— start of TEXT PASSAGE —

This is actually a great definition: simulations are designed to simulate (i.e. mimic) real-world situations to generate new observations/outcomes that (we hope) closely resemble the real-world outcomes.

For example, suppose we believe that weights of rats in a particular situation are normally distributed with mean 3.8oz and a standard deviation of 0.5oz. Instead of actually going out and collecting the weights of, say, 10 different rats and recording them, we could simulate collecting these weights by generating a series of random numbers that follow the \(\mathcal{N}(3.8, \ 0.5)\) distribution:

array([3.2571847 , 4.29867272, 3.94148925, 3.04685264, 3.51069987,
       4.62571827, 2.58666038, 3.58554369, 4.43296813, 3.3666298 ])

There are (once again) several modules that contain functions designed to simulate draws from different distributions: for now, we’ll stick with the scipy.stats module.

To simulate n draws from a \(\mathcal{N}(\)mu, sigma\()\) distribution we use the code

sps.norm.rvs(mu, sigma, n)

(note that, by default, the sample size comes at the end!) To simulate n draws from a \(\mathrm{Unif}(\)a, b\()\) distribution we use the code

sps.uniform.rvs(a, b, n)

Task 5

The time spent waiting in line at Romaine’s is uniformly distributed between 2 mins and 10 mins. Simulate the process of waiting in line at Romaine’s one hundred times; store your result in a variable called x and us the command x[0:11] to display only the first 10 elements of x. (Aside: See if you can understand the syntax used here!)
The temperature of a healthy adult is normally distributed with mean 98.2 degrees Fahrenheit and standard deviation 2.4 degrees Fahrenheit. Simulate the process of selecting 150 healthy adults and recording their temperatures (in degrees Fahrenheit); store your result in a variable called y and display only the first 10 elements of y. (Hint: Remember how to index variables!)

— end of TEXT PASSAGE —
— start of SOURCE MATERIAL —

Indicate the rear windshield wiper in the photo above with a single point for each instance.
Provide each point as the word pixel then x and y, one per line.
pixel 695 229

— end of SOURCE MATERIAL —

EXERCISES:
a - Answer these questions using the passage on simulating random draws:
(i) What mean and standard deviation are assumed for the rat weights?
(ii) Which module does the passage choose to use for now?
(iii) Between what two times is the wait in line at Romaine's uniformly distributed?
b - Repeat word for word the part of the passage on simulating random draws from "sps.uniform.rvs(a, b, n)" up to and including "syntax used here!)".
The material that comes after the passage on simulating random draws is separate from it.

THE SOLUTIONS:
a -
(i) A mean of 3.8oz and a standard deviation of 0.5oz.
(ii) The scipy.stats module.
(iii) Between 2 mins and 10 mins.

b -
sps.uniform.rvs(a, b, n)

Task 5

The time spent waiting in line at Romaine’s is uniformly distributed between 2 mins and 10 mins. Simulate the process of waiting in line at Romaine’s one hundred times; store your result in a variable called x and us the command x[0:11] to display only the first 10 elements of x. (Aside: See if you can understand the syntax used here!)